■ **DIRECTIONS FOR THIS TASK**:
Ignoring the images, restate the records below word for word.

----

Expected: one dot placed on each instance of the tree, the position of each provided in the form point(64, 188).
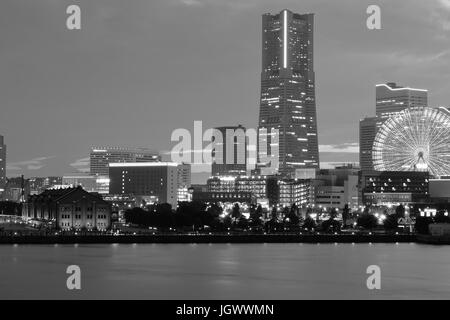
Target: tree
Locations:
point(367, 221)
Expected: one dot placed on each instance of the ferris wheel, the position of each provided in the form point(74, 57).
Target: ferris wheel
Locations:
point(416, 139)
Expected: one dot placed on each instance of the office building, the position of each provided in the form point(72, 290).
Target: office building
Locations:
point(2, 164)
point(152, 181)
point(40, 184)
point(368, 128)
point(264, 189)
point(288, 99)
point(393, 187)
point(100, 158)
point(392, 99)
point(229, 157)
point(90, 183)
point(70, 209)
point(184, 175)
point(335, 188)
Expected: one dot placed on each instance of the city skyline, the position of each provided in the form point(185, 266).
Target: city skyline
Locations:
point(288, 92)
point(337, 130)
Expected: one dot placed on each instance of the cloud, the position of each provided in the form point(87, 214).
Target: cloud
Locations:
point(33, 164)
point(349, 147)
point(191, 2)
point(233, 4)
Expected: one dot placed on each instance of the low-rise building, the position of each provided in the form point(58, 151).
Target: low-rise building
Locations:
point(394, 187)
point(70, 208)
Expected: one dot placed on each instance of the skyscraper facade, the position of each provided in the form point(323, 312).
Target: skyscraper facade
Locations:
point(2, 163)
point(231, 153)
point(367, 131)
point(288, 100)
point(100, 158)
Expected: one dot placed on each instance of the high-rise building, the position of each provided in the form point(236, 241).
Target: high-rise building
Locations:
point(153, 181)
point(392, 98)
point(2, 164)
point(288, 99)
point(184, 175)
point(230, 156)
point(100, 158)
point(368, 128)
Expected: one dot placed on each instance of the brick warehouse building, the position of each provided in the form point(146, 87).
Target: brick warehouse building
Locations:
point(71, 208)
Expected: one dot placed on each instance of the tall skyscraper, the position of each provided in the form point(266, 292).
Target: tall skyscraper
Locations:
point(288, 100)
point(2, 163)
point(367, 131)
point(232, 152)
point(392, 98)
point(100, 158)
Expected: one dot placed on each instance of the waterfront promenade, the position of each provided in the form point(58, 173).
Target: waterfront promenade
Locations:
point(209, 238)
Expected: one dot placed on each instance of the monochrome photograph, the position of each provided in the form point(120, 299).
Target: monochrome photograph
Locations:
point(227, 157)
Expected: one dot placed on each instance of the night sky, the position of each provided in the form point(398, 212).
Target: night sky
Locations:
point(139, 69)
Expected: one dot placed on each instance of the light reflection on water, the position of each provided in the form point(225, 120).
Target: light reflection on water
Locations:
point(224, 271)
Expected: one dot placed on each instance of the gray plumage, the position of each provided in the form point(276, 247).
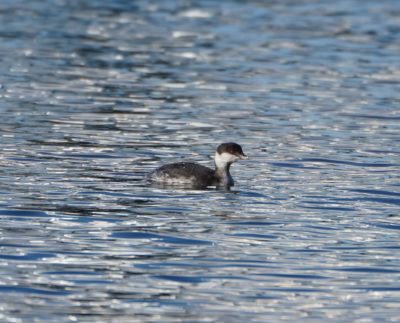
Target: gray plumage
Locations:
point(199, 176)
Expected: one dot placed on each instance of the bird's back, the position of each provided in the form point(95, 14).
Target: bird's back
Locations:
point(184, 173)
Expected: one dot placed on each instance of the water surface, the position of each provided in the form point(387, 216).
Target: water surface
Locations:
point(95, 94)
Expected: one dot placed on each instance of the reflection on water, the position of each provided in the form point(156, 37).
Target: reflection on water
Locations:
point(96, 94)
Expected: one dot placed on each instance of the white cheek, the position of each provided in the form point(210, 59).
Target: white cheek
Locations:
point(222, 159)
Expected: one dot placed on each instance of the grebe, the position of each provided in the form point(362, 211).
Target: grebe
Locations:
point(199, 176)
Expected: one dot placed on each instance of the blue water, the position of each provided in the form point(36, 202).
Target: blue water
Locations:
point(95, 94)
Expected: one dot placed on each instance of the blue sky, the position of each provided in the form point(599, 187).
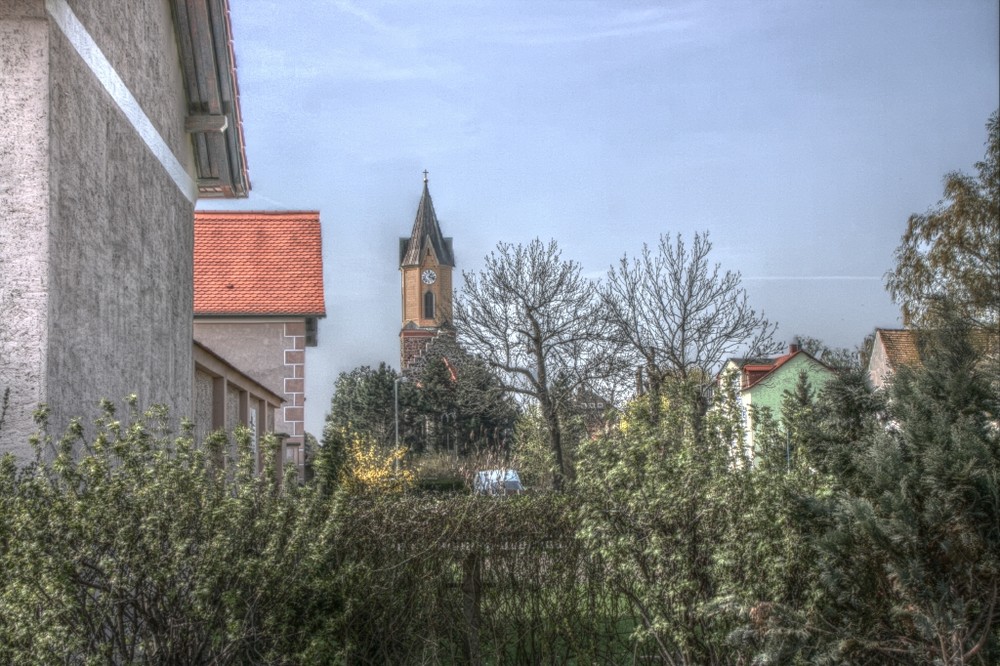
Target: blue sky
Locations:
point(801, 135)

----

■ **ANSWER FOR THE TASK**:
Expected: one dot placed on each instance of the tree, the position of each provided in the form point(64, 188).
Target: tree
Locations:
point(367, 221)
Expected: one dot placed on each instance of the ferris wheel, the position of each provided in the form point(74, 57).
Target: ferris wheel
Locations:
point(416, 139)
Expected: one dot placed on each instance of the office building, the position of each provided in the form point(72, 290).
Target: office building
Locations:
point(2, 164)
point(152, 181)
point(40, 184)
point(368, 128)
point(264, 189)
point(288, 99)
point(393, 187)
point(100, 158)
point(392, 99)
point(229, 157)
point(90, 183)
point(70, 209)
point(184, 175)
point(335, 188)
Expected: one dot placed on each instance of the city skyline, the position of each provided in the form point(185, 266).
Target: city skyline
Locations:
point(288, 92)
point(337, 130)
Expected: one dot placed on each instance of the cloud, the position of each provided in the form point(87, 214).
Target: cloud
Locations:
point(33, 164)
point(349, 147)
point(191, 2)
point(233, 4)
Expected: one dot placed on each instance of the low-rise building, the position of each provided in the form point(58, 151).
Target: low-rise building
Locations:
point(394, 187)
point(70, 208)
Expected: one dot placed on each instance of the skyscraper facade, the position of each provided in the form point(323, 312).
Target: skyscraper facade
Locations:
point(2, 163)
point(231, 153)
point(367, 131)
point(288, 100)
point(100, 158)
Expected: one dot placed on each instance of the high-rise building, the position of each provided in the form point(236, 241).
Target: high-rise building
Locations:
point(153, 181)
point(392, 98)
point(2, 164)
point(288, 99)
point(184, 175)
point(230, 156)
point(100, 158)
point(368, 128)
Expected: one dot placed on each instance of the brick warehouse building, the position of each provided in the form point(146, 87).
Target: brick warehouse building
Locations:
point(71, 208)
Expected: one dot placed on each instance of the tall skyscraper, the position of each provided in the form point(266, 292).
Target: tall skyscraper
Locations:
point(288, 100)
point(2, 163)
point(367, 131)
point(232, 152)
point(392, 98)
point(100, 158)
Expected: one dot placed on each instance of the waterfront promenade, the position of each provided in the form point(58, 173).
Target: waterfront promenade
Locations:
point(209, 238)
Expected: one dot placed on each instance of the monochrome photograph, the position of each provided in the form point(120, 299).
Target: monochrome photograph
Locations:
point(227, 157)
Expected: one dot placed on each instance of the night sky, the position of each provided in the form point(398, 212).
Target: night sky
Locations:
point(139, 69)
Expected: one dot placed on each instance of the light reflection on water, the position of each provided in the form point(225, 120).
Target: light reflection on water
Locations:
point(224, 271)
Expected: one dot placed on each instance of the gray plumage, the position of each provided in the form point(276, 247).
Target: gray plumage
Locations:
point(199, 176)
Expected: one dot placed on each instance of the bird's back, the position of each provided in the form point(95, 14).
Target: bird's back
Locations:
point(184, 173)
Expected: one dot placed on each instance of the water surface, the position of each provided in the form point(387, 216).
Target: water surface
Locations:
point(95, 94)
Expected: one dot placed on each instance of the reflection on water, the position of each provided in the form point(156, 37).
Target: reflection on water
Locations:
point(96, 94)
Expected: one dot placed on each instance of the white cheek, the position of each provided in the form point(210, 59).
Target: white cheek
Locations:
point(222, 159)
Expected: one dot placed on each instance of the grebe, the position of each provided in the form point(362, 211).
Target: grebe
Locations:
point(199, 176)
Expected: one dot placed on each instance of the blue water, the position of each provided in the form point(36, 202).
Target: blue water
Locations:
point(95, 94)
Expected: one dot placed on each instance of the blue sky, the position of each provided in the form point(599, 187).
Target: blue sky
Locations:
point(801, 135)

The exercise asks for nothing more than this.